2.2 The development of abstract thinking
Abstract thinking is something that has been defined by many authors. Some examples of these definitions are; the process when children can represent reality by using a representation, for example, an object, that is, symbolic representations, “thoughts that are not immediately connected to the environment” [25]. Or, detaching from the concrete world while still maintaining a connection to it through representations. The first one to define what a representation is may in fact have been Aristotle who stated that the world and the world as we describe it are not the same things. The way we can view the emergence of children’s abstract thinking is through their use of objects and symbolic representations in play, where a stick can become a sword or the symbol X on a map can represent a hidden treasure.
The development of abstract thinking, that is, real-world experiences to abstractions thereof has also been described by a few authors. These descriptions vary in specificity from the general to the more specific and from suggesting causes for development to suggesting how this development occurs. When turning toward causes for the development of abstract thinking research suggest that children have a natural tendency to seek patterns in their real-world experiences to generalize the experiences [26]. Suggestions for how this development occurs date as far back as Piaget (1953). Piaget described the development as including three parts: action, symbolic mediation, and then later abstract thought. More specific description has also been suggested. One of these descriptions separates this development into four different parts: i) motor, ii) symbolic representations, iii) functional dependency, and iv) thought. Functional dependency [27] is here used as a category to describe, children practicing making connections between reality and abstract representations as being one of the first steps toward abstract thinking. A stage in development that becomes specifically interesting to further explore as it affects how the representation is used and gives us clues to how natural connections between the representation and the real world are formed, and what they may look like.
2.3 Abstract representations
Here it is not the children’s own representations of experiences that are in focus but instead how children being to understand the representations that we use in our daily lives, our cultural tools. When turning to the line of research that focuses on exploring already made representations, they are viewed in the perspective of the dual representation strategy [28]. Were a representation is seen as both a representation of something and at the same time as an object, in itself. The different types of representations that have been described in the early-years literature include representations such as maps, images, and scale models [29], or interactive representations, such as gaming or educational TV programs [30]. Research on young children’s use of representations shows that the connection between reality and representation is difficult for young children. Something that has been shown through experiments where children have been presented with scale models of a room, a toy was hidden in the room as well as in the scale model, and the quest given to the child was to find the hidden toy in the real room. For children as young as two years old, the success rate of this quest increased when the idea of a shrinking machine was introduced. The shrinking machine gave the children the impression that the scale model was in fact the real room that had just become smaller [29]. The same result was described in other studies where the scale model was replaced by a video of someone hiding a toy. The rate in success of finding the toy was higher when a window frame was placed around the image of the video giving the children the impression that they were looking into the room itself. It has also been shown that children’s use of representations improves if the child does not get to play with the object itself before it is used as a representation. A result suggests that the child’s familiarity with the object causes them to place their focus on objects instead of the object as a representation [28]. This result suggests that “removing the duality” makes representations easier for young children to understand.

» **To do**:
For each statement, answer yes or no according to the passage on abstract thinking and representations, and quote the words of the passage that decide it: (a) Piaget divided the development of abstract thinking into four parts. (b) Children as young as two found the hidden toy more often once the idea of a shrinking machine was introduced. (c) A child uses an object better as a representation after first getting to play with it.

» **Stored data**:
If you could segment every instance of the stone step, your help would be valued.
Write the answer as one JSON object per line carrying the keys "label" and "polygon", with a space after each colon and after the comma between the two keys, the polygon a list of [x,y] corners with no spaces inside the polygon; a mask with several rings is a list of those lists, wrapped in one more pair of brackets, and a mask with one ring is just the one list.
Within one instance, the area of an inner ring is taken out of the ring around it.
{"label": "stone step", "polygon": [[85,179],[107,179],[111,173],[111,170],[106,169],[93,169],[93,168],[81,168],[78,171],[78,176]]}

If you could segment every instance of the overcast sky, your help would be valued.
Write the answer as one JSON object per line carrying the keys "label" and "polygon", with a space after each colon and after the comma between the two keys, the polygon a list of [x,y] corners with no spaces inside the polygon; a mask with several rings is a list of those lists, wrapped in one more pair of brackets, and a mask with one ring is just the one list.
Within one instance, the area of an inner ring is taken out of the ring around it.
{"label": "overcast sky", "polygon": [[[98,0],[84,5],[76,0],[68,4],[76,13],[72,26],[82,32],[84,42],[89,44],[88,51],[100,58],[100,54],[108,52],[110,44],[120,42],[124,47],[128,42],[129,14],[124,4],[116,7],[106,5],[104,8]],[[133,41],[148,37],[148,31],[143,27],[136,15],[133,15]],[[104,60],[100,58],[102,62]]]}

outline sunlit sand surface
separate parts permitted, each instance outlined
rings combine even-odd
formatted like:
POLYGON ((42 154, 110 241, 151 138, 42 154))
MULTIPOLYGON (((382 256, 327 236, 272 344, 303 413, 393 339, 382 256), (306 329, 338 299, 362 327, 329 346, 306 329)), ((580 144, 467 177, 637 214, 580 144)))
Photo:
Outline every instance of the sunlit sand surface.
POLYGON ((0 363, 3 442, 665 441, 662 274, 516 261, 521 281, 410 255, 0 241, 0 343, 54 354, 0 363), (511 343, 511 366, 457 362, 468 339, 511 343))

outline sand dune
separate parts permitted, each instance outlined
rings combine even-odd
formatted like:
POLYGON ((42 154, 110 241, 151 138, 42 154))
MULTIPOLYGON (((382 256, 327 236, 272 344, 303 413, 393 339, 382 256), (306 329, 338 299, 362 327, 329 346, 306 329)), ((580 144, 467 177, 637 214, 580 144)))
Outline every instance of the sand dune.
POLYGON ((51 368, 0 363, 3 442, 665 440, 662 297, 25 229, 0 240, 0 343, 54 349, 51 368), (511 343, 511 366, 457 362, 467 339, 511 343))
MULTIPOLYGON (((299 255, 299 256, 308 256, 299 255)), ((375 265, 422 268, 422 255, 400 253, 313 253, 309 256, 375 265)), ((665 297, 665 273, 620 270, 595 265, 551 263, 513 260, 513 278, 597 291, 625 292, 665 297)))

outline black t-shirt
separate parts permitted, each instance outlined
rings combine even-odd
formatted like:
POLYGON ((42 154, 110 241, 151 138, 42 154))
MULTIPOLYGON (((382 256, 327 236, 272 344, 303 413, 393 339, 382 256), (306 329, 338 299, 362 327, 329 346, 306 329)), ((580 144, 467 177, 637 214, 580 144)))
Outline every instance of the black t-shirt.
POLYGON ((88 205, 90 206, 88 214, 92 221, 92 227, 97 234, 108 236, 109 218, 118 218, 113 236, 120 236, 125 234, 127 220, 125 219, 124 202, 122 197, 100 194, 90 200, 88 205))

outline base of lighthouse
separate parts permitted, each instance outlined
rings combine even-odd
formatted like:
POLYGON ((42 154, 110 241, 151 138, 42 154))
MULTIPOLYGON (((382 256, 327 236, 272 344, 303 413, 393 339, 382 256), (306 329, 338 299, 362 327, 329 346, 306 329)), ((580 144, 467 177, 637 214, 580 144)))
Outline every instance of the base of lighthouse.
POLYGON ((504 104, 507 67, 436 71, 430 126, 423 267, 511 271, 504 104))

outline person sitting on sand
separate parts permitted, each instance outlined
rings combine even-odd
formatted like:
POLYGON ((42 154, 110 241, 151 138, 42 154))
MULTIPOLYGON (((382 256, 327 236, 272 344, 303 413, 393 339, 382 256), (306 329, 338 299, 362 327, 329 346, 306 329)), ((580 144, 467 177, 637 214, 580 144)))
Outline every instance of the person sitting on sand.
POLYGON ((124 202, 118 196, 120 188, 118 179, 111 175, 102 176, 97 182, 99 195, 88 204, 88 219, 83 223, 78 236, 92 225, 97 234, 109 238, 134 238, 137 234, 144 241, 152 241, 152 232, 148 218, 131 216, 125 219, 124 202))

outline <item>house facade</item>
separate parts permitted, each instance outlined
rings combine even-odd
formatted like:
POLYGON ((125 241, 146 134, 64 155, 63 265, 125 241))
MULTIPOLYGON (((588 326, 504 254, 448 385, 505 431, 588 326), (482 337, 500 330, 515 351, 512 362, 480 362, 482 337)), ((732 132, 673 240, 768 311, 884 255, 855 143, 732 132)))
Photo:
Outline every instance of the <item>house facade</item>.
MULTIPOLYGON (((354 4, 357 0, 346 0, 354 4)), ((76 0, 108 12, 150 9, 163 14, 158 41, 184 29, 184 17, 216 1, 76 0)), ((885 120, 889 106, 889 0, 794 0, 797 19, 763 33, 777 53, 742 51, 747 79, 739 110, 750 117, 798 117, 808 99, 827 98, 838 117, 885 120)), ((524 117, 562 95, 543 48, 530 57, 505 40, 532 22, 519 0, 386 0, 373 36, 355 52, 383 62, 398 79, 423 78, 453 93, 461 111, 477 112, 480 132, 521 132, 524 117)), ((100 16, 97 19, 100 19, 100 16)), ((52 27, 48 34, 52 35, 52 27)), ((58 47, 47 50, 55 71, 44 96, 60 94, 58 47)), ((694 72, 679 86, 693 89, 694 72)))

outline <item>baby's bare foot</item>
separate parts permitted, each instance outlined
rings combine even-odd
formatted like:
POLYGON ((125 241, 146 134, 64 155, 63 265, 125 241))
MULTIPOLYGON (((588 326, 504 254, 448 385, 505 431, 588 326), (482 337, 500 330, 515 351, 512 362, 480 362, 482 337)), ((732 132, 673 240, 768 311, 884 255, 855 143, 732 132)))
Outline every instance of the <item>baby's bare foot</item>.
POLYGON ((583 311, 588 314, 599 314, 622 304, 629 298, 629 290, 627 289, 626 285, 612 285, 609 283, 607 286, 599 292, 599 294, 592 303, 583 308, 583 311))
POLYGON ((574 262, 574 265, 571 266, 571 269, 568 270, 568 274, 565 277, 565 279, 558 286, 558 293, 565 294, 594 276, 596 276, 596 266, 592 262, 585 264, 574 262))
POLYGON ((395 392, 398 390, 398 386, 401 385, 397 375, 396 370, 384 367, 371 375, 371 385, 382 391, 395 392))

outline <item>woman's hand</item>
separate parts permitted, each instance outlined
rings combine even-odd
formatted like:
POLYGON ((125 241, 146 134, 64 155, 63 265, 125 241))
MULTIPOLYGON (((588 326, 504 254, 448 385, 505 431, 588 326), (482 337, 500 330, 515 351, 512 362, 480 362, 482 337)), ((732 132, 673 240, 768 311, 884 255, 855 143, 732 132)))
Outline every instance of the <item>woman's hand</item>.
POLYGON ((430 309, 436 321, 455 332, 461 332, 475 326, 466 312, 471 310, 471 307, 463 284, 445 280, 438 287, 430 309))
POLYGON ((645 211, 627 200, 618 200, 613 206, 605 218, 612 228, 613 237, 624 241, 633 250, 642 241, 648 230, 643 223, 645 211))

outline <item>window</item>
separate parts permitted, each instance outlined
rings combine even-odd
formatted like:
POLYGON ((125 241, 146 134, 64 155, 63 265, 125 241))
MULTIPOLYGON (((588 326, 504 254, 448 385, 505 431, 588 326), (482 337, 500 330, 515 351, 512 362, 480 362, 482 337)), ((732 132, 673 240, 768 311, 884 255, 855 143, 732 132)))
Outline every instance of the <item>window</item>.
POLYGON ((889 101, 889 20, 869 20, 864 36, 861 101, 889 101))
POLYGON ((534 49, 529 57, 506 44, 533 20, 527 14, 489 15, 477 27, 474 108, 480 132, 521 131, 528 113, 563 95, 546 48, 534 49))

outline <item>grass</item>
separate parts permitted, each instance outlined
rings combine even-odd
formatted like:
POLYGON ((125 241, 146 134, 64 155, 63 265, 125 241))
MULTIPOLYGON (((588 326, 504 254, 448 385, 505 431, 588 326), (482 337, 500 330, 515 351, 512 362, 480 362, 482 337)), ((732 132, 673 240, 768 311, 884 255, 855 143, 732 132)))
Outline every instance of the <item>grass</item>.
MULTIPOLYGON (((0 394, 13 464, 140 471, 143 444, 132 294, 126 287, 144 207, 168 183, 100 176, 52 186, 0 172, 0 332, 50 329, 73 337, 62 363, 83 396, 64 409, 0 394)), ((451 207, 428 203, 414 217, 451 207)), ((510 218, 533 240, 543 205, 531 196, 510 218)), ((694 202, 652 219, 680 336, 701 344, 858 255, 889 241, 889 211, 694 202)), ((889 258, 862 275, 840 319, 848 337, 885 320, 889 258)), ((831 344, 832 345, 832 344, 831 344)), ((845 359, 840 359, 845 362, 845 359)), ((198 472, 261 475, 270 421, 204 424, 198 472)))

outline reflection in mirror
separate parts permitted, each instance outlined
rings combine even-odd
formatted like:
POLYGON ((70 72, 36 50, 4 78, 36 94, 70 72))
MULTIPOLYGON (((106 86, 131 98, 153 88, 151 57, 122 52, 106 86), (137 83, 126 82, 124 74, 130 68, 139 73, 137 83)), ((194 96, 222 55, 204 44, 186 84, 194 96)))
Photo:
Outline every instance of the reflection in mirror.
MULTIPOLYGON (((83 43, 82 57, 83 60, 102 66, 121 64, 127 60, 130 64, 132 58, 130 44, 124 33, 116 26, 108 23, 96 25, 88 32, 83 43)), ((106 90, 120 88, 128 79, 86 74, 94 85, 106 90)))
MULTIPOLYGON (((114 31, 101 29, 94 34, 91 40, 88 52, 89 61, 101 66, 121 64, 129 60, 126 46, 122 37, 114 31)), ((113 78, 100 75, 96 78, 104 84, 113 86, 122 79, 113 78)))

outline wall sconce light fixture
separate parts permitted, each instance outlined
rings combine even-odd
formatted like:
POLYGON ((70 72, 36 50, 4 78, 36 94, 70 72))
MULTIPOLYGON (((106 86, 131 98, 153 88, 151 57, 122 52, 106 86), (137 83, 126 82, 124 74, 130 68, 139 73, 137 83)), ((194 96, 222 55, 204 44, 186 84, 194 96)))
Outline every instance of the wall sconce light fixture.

» **Expected answer**:
(a) No: "Piaget described the development as including three parts: action, symbolic mediation, and then later abstract thought."
(b) Yes: "For children as young as two years old, the success rate of this quest increased when the idea of a shrinking machine was introduced."
(c) No: "children’s use of representations improves if the child does not get to play with the object itself before it is used as a representation."